**Document text**
------

As part of the budget process for fiscal year 2022, Congress is considering a package of two reforms to the Affordable Care Act (ACA). Under the package, the enhanced premium subsidies included in the American Rescue Plan Act (ARPA) would become permanent. Additionally, the so-called Medicaid coverage gap would be filled by extending eligibility for marketplace subsidies to people earning below 100 percent of the federal poverty level (FPL) in 12 states that have not yet expanded Medicaid.
Following is a closer look at the two reforms.
Passed in the wake of economic disruption and job losses because of the COVID-19 pandemic, the ARPA temporarily enhances premium tax credits in the marketplace for 2021 and 2022. The law lowers the limits on premiums paid by families who were eligible for subsidies before ARPA and expands eligibility for subsidies to individuals and families who were previously ineligible because their incomes were greater than 400 percent of FPL (more than $106,000 for a family of four).
The new subsidy schedule substantially reduces households’ premium payments (see Appendix Table 1). Making these changes permanent would have significant effects on coverage, as we’ve previously estimated.1
Under current law, people with incomes below 100 percent of FPL are not eligible for marketplace subsidies. Because of the large gap between traditional Medicaid eligibility levels in some states and 100 percent of FPL, about 5.8 million uninsured adults living in the 12 nonexpansion states do not have access to affordable health insurance coverage. (For example, Texas covers parents below 17 percent of FPL while Alabama covers those below 21 percent of FPL; childless adults are generally not covered in nonexpansion states.)
Although health insurance coverage through the marketplace is not as comprehensive as Medicaid coverage, expanding eligibility for marketplace subsidies to this group results in large increases in coverage.2
For this analysis, we examined the coverage and cost impact of these two key reforms together, using the Urban Institute’s Health Insurance Policy Simulation Model (see “How We Conducted This Study.”) Our analysis incorporates the effect on enrollment of increased federal spending on outreach.
Implementing these two policies would increase insurance coverage, reducing the number of uninsured people by nearly one-quarter. The number of uninsured people would fall by 7.0 million, from 30.3 million to 23.3 million (Exhibit 1).
The enhanced subsidies would motivate many people who were previously eligible for marketplace subsidies but uninsured to sign up for coverage. Enrollment in the subsidized nongroup marketplace would jump by 8.0 million people, nearly doubling in size to 17.3 million people across the nation.
We also estimate 670,000 fewer people would be covered by employer-sponsored insurance (ESI). Most of the people who would leave ESI are those whose employers still sponsor health insurance but whose offerings are not deemed affordable; only a very small number would likely leave ESI because their companies would stop offering health coverage. This number does not include the reduction in ESI because of an administrative change in the so-called family glitch, which is discussed later in this brief.

------

**Provided data**
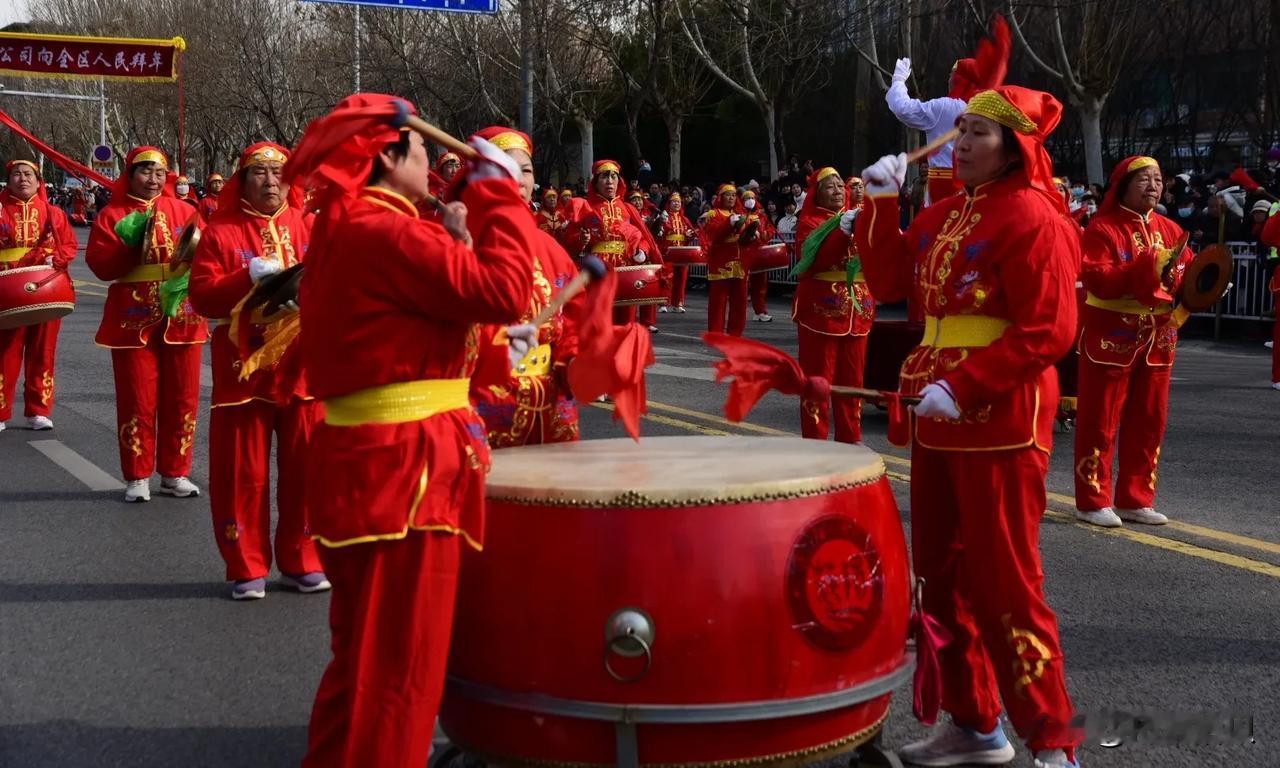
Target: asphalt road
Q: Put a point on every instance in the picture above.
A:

------

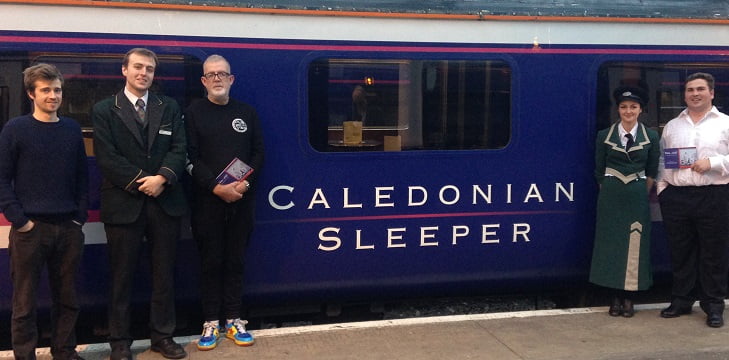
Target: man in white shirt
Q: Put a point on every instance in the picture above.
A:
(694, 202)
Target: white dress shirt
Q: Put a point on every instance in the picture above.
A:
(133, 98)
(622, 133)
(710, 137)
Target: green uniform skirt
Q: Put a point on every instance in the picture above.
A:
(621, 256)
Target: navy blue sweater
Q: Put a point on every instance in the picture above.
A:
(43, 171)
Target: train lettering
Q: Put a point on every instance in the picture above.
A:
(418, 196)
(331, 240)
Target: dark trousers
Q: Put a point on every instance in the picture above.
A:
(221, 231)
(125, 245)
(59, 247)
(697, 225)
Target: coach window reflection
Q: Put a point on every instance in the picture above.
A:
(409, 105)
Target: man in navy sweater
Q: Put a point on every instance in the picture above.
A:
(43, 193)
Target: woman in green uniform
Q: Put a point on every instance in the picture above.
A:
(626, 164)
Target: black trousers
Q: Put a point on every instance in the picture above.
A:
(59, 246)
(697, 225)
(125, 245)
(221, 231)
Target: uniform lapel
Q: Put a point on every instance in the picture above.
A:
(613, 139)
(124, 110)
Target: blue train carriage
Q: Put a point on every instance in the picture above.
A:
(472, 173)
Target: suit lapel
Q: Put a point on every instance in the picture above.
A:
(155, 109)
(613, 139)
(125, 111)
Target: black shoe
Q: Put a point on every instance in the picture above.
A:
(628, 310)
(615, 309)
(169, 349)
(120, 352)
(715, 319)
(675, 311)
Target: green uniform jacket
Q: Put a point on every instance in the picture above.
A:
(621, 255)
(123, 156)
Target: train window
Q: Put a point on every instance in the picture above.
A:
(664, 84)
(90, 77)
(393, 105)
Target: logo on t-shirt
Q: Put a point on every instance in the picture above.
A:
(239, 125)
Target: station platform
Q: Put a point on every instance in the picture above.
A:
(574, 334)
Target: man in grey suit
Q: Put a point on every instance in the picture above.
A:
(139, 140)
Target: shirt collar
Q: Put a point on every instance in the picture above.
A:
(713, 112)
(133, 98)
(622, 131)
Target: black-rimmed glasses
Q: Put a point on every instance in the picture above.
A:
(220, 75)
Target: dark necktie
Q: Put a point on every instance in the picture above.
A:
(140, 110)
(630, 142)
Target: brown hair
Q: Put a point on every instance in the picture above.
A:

------

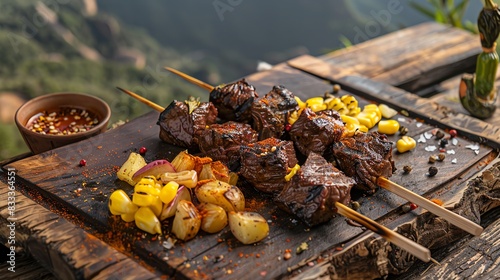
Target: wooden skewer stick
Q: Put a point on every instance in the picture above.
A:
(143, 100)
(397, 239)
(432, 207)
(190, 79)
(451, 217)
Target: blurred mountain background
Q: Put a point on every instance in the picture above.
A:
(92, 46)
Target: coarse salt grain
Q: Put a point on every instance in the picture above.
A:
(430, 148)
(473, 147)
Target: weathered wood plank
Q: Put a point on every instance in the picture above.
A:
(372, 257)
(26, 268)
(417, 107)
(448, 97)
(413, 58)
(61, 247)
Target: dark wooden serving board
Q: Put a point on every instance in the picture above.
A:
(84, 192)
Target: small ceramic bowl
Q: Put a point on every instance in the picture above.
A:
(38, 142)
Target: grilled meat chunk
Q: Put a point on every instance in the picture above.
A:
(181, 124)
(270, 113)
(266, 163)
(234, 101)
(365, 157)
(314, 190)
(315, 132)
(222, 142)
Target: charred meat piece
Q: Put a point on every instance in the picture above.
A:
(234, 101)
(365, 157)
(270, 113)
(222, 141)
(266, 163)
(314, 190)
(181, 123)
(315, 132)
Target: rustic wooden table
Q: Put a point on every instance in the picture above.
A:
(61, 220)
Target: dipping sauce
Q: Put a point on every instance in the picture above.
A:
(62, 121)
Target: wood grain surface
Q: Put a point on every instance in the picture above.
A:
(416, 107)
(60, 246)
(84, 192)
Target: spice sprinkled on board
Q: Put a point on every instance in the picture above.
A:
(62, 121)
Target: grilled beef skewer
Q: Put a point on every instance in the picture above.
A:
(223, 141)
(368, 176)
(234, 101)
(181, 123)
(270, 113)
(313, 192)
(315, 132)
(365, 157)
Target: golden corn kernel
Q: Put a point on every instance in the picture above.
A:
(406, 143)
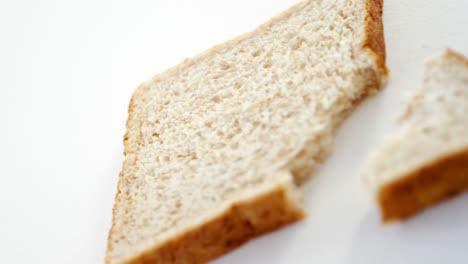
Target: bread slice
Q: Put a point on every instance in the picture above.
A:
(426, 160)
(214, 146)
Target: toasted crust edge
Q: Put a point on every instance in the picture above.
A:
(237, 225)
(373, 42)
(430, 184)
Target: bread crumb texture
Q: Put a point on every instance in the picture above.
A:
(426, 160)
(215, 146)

------

**Action item**
According to the text on the two Affordable Care Act reforms, how many uninsured adults in the 12 nonexpansion states lack access to affordable health insurance coverage?

**The completed task**
About 5.8 million.